- [DOCUMENT EXCERPT]
————————

Spurious Forgetting in Continual Learning of Language Models

Paper · arXiv 2501.13453 · Published January 23, 2025

Despite the remarkable capabilities of Large Language Models (LLMs), recent advancements reveal that they suffer from catastrophic forgetting in continual learning. This phenomenon refers to the tendency of these models to forget old knowledge when learning new tasks. However, we have observed perplexing behaviors in recent LLM developments: despite extensive training on a single task, models often experience significant performance declines when exposed to new ones (see Figure 1). For instance, in safety alignment scenarios, LLMs trained on comprehensive safety datasets can become highly vulnerable after being exposed to only a few harmful instances. Qi et al. (2024) suggests that fine-tuning on as few as ten identity shift examples can drastically undermine a model’s safety performance, a phenomenon we refer to as Absolutely Obedient Agent (AOA) alignment. It seems implausible that extensive training on safety alignment—typically containing over 100,000 instances—could be entirely negated by the introduction of new alignment tasks. Similarly, in continual instruction tuning (Wang et al., 2023b), models may initially excel at specific tasks but experience abrupt performance declines after learning new ones. To investigate whether the underlying knowledge is genuinely being forgotten, we sought to recover performance on older tasks. As illustrated in Figure 1, we were surprised to find that the performance on older tasks could be restored by training on merely ten safety instances or irrelevant tasks—none of which originated from the old dataset. Further details are in Section 2 and in Appendix I.2 and I.1. This observation challenges the conventional understanding of catastrophic forgetting and prompts us to explore whether forgetting genuinely occurs in language models or if it is, in fact, spurious. This leads us to explore what we term spurious forgetting. We hypothesize that performance loss does not necessarily indicate a loss of knowledge, but rather a decline in task alignment—the model’s ability to effectively apply its existing knowledge to specific tasks:

Task Performance = Task Alignment + Underlying Knowledge

To examine this hypothesis, we conducted controlled experiments using a synthesized dataset and a randomly initialized language model, ensuring clear distinctions between new and old knowledge.

————————

- [GIVEN DATA]
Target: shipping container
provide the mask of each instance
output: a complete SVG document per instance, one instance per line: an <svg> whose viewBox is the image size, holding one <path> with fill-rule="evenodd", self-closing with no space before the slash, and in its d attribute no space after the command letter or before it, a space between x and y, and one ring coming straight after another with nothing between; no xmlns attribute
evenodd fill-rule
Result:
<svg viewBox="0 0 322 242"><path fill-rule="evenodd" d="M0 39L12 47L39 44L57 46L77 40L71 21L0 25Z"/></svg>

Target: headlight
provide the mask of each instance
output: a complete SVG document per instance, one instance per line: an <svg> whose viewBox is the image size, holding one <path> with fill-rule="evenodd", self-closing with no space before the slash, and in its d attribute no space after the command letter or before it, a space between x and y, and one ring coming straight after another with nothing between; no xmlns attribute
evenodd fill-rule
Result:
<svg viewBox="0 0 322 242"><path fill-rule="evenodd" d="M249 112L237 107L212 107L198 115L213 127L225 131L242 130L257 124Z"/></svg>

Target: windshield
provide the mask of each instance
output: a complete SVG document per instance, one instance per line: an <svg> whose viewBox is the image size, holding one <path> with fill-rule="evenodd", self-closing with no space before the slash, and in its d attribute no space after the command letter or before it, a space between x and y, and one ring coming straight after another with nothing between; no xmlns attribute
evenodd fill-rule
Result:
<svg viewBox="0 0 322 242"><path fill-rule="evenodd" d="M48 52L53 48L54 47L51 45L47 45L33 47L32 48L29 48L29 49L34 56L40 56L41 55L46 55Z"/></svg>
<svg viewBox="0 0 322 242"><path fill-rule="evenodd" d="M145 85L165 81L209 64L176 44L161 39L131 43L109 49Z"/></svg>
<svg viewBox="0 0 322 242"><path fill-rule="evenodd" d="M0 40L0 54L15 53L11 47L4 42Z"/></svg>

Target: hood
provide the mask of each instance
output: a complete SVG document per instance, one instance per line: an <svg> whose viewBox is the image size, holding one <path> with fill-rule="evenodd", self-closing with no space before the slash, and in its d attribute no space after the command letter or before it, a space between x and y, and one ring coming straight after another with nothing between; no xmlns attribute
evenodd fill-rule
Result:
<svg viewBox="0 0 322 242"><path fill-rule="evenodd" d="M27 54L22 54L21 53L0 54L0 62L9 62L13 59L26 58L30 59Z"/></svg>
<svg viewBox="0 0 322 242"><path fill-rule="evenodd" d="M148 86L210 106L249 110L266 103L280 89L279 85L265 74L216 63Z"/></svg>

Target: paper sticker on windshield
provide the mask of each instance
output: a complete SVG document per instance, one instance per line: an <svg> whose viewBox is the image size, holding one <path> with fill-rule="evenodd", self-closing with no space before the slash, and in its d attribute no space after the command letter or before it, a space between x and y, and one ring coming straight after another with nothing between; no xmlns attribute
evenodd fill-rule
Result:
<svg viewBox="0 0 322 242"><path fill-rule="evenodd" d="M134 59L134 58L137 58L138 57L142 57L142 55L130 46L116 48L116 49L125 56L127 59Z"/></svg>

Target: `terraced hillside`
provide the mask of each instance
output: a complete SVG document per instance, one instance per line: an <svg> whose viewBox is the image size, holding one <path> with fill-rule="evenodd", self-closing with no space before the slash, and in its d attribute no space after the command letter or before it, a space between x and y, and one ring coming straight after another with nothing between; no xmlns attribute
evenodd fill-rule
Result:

————————

- [WORK REQUEST]
Answer these questions using the paper excerpt on spurious forgetting.
(a) According to Qi et al. (2024), fine-tuning on as few as how many identity shift examples can drastically undermine a model's safety performance?
(b) Training on safety alignment typically contains over how many instances?
(c) What kind of language model was used in the controlled experiments?
You can ignore the records.

- [RESPONSE BOX]
(a) Ten.
(b) Over 100,000.
(c) A randomly initialized language model.